> **SET EXERCISE**:
Locate all lines below that contain the word "each" and copy them out in full.

--- Begin RECORDS TO PROCESS ---

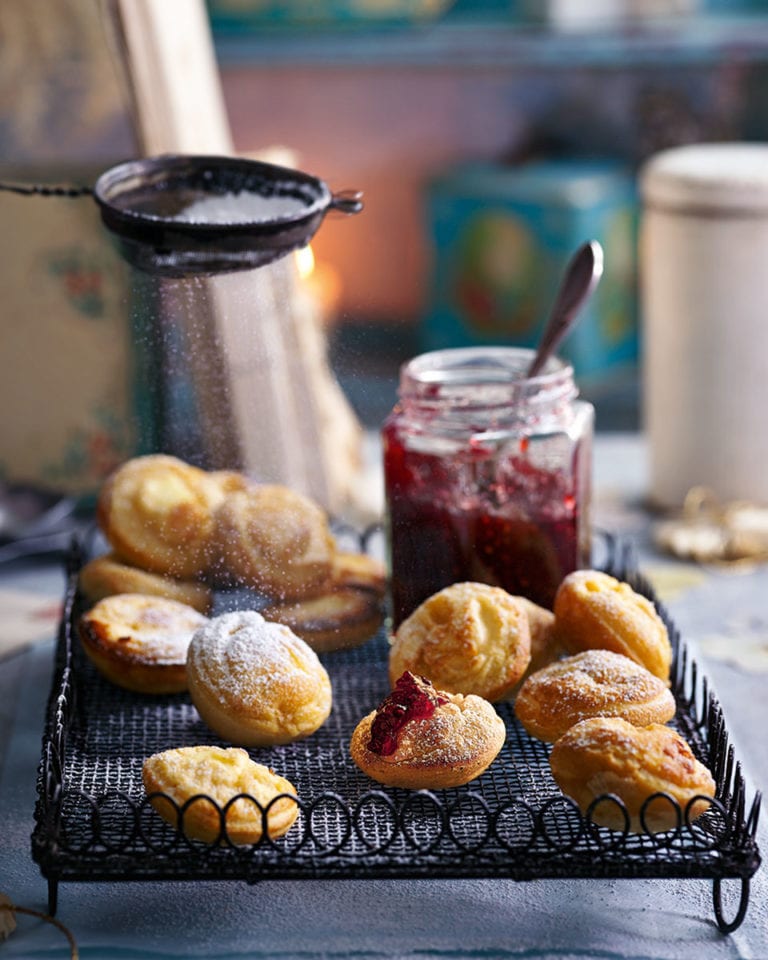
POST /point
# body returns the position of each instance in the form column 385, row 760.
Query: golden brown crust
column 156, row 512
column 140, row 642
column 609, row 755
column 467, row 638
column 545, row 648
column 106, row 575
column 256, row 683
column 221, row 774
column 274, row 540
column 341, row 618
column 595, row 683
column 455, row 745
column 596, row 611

--- End RECORDS TO PROCESS ---
--- Begin RECORDS TO PROCESS ---

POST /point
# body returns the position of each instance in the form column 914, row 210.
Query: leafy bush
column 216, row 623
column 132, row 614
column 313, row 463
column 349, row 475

--- End RECORDS TO PROCESS ---

> **TASK RESULT**:
# body returns the position of each instance in the form column 385, row 760.
# body returns the position of each instance in the form column 914, row 210.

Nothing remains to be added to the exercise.